▶ **TEXTAUSZUG**

--

Die meisten hier haben sich erst vor ein bis zwei Jahren kennengelernt. Jetzt finden sie in regelmäßigen „Teamzeiten“ heraus, was ihre Stärken und Schwächen sind. Dabei wird schon mal der „Redestab“ herumgereicht – wer ihn hält, erzählt, wie es ihm geht, was er plant, was ihn nervt und wie er den Konflikt lösen will. Das muss man mögen, ebenso wie das Freizeitangebot bei Seminaren. Eines heißt: Biografisches Lagerfeuer.

Nie wieder Hipster!

--

▶ **BEREITGESTELLTE EINTRÄGE**
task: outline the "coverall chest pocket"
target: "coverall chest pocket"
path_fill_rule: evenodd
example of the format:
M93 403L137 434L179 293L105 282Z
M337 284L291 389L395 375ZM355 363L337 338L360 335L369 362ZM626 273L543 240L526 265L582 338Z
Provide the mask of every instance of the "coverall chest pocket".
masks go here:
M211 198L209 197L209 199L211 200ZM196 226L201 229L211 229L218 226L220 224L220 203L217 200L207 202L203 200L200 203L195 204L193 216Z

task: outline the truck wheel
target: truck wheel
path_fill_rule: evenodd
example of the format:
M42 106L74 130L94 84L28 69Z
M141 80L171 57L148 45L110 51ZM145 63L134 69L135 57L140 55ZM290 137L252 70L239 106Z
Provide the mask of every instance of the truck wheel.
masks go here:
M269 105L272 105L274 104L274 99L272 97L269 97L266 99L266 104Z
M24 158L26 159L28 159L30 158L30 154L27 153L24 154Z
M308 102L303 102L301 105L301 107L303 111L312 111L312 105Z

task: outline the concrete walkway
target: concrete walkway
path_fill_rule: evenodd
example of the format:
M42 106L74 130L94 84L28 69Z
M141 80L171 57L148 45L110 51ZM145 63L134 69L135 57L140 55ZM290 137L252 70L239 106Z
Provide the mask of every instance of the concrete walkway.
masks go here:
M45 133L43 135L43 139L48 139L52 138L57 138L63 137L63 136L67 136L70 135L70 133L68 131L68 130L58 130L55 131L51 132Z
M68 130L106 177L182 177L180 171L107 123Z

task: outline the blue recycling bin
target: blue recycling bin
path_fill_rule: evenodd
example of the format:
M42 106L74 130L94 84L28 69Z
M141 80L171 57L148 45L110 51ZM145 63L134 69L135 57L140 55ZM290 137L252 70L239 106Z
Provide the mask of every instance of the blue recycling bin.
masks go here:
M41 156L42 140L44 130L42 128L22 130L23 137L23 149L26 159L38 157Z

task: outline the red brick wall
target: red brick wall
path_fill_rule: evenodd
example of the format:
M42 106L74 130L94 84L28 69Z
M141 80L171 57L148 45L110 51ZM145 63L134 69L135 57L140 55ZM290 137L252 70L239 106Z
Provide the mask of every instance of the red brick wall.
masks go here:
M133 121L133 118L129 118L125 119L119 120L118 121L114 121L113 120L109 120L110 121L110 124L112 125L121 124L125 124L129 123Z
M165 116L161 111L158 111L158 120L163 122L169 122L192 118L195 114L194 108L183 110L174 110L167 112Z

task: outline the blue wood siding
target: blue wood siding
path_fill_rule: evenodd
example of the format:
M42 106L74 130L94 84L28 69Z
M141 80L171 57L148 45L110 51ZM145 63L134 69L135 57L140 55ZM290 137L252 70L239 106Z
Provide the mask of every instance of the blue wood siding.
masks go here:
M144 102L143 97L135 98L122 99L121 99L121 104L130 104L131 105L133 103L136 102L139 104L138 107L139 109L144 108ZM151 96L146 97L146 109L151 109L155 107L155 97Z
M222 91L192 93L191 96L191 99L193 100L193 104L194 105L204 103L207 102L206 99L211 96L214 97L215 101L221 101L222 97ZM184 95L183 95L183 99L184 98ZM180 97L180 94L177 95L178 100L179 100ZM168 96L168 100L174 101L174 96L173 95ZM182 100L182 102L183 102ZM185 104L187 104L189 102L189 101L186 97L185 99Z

--

▶ **AUFGABENLISTE**
• a. Schreibe den Absatz im Textauszug über die Teamzeiten, der mit „Die meisten hier haben sich“ beginnt, als kürzere Stichpunktliste um. Die wesentlichen Angaben sollen erhalten bleiben.
• b. Führe den Textauszug über die Teamzeiten im Anschluss an die Überschrift „Nie wieder Hipster!“ weiter.

▶ **LÖSUNGEN**
• a.
- Die meisten kennen sich erst seit ein bis zwei Jahren.
- In regelmäßigen „Teamzeiten“ ermitteln sie ihre Stärken und Schwächen.
- Ein „Redestab“ wird herumgereicht: Wer ihn hält, spricht über Befinden, Pläne, Ärger und Lösungsideen für Konflikte.
- Das muss man ebenso mögen wie das Freizeitangebot bei Seminaren, etwa das „Biografische Lagerfeuer“.

• b.
Wie kommt man auf diesen Trip? Ceylan sagt, dass sie mit 28 ihr hippes Berlin-Leben satt hatte. Nach dem Studium an der Filmhochschule Potsdam hat sie als Produzentin beim Film gearbeitet, mal zwölf, mal 14 Stunden am Tag. „Damit konnte ich mir meine teure Wohnung in Kreuzberg leisten.“ Sie sei den Reizen erlegen, die Berlin fluteten. „Natur beschränkte sich bei mir auf die Tomaten auf dem Balkon.“

Freunde sah sie nur, wenn sich irgendwo mal ein Zeitfenster öffnete. Den Job empfand sie zunehmend als Pflicht. „Ich wollte Arbeit und Leben eigentlich nie getrennt sehen“, sagt Ceylan. Darum fand sie sich mit ihrer Cousine Lale im Herbst 2015 auf Schloss Tempelhof in Süddeutschland wieder, zusammen mit zeitweise hunderten anderen Veränderungswütigen. Ihr aller Plan: in der alternativen Dorf-Kommune an einem „Earthship“ mitzubauen.

Was ein bisschen nach Sekte klingt und sich wie ein Pfadfinderlager angefühlt haben muss, ist ein durchaus weltliches Konzept, das der Amerikaner Michael Reynolds vor 40 Jahren entwickelt hat. „Earthship“-Häuser zeichnen sich durch möglichst geschlossene Energie- und Versorgungskreisläufe aus; sie bereiten Regenwasser auf, generieren Strom- und Heizenergie aus Wind- und Solaranlagen, klären im Idealfall ihr Abwasser selbst.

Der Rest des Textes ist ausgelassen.